> _To do_: Return all lines in the data where the string "glove" can be found.

---------- Records provided ----------

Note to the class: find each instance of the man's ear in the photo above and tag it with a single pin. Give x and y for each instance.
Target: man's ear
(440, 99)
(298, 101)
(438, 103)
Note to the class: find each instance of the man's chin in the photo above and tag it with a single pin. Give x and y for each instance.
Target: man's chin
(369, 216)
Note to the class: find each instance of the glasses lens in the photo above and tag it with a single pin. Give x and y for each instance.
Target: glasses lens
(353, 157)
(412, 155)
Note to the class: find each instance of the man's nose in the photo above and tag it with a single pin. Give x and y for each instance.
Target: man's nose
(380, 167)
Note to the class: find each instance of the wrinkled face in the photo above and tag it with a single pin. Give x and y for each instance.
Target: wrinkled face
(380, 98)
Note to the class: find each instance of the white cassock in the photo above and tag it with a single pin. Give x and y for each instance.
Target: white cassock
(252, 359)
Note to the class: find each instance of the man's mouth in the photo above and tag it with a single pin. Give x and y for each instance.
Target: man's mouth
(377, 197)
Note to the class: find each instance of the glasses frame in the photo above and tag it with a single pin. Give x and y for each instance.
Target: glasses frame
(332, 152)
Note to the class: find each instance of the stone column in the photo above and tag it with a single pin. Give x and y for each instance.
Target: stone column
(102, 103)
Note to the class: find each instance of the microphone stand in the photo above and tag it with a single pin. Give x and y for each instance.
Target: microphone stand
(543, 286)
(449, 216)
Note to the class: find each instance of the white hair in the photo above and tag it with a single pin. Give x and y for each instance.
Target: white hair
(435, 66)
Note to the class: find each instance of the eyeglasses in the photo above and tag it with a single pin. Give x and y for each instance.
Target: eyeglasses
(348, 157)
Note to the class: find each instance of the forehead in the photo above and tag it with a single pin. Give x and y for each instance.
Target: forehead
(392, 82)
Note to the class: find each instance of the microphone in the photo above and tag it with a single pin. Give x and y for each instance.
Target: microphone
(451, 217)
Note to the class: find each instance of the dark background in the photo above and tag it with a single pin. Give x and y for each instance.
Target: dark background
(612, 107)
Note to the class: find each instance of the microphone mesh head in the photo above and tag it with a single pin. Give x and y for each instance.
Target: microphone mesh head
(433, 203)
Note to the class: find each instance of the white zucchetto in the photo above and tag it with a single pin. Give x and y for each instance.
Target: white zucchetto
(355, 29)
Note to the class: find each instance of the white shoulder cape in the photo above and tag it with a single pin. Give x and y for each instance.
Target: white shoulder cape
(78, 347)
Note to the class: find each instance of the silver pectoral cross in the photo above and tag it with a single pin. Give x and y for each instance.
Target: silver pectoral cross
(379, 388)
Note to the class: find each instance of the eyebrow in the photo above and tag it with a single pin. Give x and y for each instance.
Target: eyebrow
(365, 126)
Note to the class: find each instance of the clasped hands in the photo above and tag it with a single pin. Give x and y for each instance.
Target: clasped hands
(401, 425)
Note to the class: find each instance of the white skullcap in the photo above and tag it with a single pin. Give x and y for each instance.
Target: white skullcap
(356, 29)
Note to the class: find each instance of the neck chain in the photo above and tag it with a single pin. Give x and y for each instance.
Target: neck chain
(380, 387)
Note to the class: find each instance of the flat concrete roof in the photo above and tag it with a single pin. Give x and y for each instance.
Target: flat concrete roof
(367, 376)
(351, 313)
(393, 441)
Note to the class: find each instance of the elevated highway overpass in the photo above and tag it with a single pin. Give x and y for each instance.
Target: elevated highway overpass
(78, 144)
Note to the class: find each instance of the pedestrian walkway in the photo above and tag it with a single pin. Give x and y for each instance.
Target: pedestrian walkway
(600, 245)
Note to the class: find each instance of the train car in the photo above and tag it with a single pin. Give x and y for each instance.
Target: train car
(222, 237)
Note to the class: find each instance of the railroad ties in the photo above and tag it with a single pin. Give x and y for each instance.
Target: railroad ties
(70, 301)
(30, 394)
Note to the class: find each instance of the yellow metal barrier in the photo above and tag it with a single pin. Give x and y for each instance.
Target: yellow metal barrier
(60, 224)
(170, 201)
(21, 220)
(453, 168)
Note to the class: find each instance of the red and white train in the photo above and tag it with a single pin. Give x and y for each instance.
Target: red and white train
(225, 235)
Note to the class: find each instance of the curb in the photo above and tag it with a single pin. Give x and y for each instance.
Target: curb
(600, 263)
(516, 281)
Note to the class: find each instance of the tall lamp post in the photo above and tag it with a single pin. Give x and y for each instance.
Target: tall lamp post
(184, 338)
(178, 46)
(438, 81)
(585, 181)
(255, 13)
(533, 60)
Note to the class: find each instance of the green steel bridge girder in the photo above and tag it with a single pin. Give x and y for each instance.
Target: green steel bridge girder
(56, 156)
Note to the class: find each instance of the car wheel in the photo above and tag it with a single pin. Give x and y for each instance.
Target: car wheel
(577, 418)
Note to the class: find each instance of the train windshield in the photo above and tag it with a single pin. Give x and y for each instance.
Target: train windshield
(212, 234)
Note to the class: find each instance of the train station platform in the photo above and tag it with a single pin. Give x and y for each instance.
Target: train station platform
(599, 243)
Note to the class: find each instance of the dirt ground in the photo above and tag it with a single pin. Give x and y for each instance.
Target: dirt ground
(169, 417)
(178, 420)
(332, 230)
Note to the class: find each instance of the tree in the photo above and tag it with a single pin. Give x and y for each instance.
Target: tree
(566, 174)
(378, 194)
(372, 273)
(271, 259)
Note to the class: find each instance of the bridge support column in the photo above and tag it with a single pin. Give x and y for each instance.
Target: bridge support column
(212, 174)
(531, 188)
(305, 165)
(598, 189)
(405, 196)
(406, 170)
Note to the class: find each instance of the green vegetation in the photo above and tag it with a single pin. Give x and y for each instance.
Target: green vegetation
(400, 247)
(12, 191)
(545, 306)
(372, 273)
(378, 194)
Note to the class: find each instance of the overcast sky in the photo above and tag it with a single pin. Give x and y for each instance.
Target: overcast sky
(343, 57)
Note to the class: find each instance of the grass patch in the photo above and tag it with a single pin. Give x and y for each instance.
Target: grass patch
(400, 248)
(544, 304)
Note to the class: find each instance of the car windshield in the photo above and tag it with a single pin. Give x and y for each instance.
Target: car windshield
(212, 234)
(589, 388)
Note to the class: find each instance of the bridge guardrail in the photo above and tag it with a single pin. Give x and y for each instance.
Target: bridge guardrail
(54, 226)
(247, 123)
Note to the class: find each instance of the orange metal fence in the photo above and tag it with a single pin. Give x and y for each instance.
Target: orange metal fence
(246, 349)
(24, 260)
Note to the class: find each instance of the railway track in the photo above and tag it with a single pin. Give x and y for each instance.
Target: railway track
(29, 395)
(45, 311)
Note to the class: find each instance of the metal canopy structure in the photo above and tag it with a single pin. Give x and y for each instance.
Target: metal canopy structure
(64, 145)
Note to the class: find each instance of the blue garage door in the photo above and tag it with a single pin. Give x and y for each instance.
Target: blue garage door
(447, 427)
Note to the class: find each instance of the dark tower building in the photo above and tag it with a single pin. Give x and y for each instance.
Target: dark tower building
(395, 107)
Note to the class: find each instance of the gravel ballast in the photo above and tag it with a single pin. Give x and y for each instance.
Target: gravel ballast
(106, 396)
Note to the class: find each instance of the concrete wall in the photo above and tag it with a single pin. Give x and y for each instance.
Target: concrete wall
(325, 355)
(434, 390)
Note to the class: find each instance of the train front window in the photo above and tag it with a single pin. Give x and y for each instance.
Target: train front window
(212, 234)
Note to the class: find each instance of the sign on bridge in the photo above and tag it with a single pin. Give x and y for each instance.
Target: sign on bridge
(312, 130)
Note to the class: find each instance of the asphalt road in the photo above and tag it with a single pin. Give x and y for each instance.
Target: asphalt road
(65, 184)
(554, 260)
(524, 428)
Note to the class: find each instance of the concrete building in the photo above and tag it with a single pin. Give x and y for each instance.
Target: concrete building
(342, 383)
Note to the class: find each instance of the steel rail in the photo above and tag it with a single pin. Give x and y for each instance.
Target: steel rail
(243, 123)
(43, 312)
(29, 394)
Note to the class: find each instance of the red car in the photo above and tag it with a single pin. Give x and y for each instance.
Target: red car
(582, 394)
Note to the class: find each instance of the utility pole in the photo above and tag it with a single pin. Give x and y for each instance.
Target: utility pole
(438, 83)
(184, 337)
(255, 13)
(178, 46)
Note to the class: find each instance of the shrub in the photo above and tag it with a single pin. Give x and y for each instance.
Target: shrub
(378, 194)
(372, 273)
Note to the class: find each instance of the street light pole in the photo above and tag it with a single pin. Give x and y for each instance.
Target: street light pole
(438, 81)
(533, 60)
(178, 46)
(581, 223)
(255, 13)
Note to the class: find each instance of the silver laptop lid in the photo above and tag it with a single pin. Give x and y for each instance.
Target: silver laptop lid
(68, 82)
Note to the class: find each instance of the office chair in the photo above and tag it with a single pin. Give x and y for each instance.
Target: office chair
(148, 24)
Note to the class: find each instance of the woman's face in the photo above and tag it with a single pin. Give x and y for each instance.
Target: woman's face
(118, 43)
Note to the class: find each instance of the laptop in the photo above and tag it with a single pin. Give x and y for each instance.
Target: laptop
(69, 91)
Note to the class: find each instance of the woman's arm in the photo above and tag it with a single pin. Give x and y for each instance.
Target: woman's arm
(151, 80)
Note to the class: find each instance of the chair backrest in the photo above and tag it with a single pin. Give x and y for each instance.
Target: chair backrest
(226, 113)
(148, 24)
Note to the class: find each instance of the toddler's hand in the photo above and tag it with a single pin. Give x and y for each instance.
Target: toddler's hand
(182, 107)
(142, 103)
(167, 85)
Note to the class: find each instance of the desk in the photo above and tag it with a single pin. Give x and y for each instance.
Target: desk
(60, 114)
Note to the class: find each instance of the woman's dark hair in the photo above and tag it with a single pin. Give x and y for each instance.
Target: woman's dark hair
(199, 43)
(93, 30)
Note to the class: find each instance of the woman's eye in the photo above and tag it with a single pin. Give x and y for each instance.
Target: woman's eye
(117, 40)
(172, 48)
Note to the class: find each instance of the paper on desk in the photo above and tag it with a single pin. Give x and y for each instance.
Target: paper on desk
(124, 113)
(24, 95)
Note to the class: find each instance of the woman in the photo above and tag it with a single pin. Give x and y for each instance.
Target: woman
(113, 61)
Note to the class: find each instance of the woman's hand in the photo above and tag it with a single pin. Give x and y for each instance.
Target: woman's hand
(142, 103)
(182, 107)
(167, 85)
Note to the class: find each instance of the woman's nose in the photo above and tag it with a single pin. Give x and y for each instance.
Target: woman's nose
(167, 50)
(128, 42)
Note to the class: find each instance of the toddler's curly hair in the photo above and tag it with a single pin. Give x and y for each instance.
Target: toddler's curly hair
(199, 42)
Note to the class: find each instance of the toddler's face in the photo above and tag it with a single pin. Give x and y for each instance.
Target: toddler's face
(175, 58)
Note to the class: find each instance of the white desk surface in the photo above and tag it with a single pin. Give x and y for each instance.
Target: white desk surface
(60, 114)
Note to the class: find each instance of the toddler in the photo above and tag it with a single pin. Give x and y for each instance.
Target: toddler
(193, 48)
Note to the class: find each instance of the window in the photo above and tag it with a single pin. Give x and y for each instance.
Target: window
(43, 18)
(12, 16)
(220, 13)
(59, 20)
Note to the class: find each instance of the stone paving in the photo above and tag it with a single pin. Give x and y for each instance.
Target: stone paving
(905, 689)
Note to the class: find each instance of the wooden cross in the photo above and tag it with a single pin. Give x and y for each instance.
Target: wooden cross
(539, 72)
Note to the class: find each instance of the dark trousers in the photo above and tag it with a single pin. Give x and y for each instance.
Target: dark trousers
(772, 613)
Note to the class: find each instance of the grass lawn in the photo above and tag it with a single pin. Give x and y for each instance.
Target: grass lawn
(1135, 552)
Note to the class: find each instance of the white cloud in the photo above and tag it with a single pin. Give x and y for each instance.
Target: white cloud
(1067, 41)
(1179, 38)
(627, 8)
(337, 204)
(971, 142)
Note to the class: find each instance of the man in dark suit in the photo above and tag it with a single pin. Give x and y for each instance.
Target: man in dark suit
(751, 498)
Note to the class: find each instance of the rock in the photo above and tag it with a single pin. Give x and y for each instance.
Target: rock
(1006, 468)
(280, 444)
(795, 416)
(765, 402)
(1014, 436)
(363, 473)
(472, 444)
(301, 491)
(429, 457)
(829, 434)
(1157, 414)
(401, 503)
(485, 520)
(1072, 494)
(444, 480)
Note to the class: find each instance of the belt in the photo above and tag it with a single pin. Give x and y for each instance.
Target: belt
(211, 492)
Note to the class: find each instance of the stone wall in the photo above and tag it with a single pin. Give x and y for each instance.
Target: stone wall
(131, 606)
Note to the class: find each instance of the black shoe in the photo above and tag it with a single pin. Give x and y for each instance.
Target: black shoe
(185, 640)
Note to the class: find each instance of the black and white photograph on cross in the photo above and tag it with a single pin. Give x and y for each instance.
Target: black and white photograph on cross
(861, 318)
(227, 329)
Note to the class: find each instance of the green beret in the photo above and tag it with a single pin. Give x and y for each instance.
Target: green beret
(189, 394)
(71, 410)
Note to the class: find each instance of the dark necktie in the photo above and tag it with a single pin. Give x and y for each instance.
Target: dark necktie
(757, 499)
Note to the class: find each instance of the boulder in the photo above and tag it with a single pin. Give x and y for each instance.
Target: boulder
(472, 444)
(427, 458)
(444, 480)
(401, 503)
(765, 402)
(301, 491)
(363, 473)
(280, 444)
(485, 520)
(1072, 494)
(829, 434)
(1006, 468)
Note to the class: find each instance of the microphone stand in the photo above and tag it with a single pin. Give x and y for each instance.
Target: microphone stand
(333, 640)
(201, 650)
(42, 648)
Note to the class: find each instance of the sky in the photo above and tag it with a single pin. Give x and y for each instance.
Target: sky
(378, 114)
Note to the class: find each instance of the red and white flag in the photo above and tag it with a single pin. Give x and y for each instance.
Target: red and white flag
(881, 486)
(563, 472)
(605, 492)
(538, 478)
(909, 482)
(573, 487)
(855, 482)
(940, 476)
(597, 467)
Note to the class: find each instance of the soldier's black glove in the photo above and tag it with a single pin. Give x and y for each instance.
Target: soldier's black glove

----------

> _Result of this task_:
Note to the class: find each instance of the soldier's black glove in the photo above and tag it with a single pin. Give x and y for each instance.
Target: soldier's black glove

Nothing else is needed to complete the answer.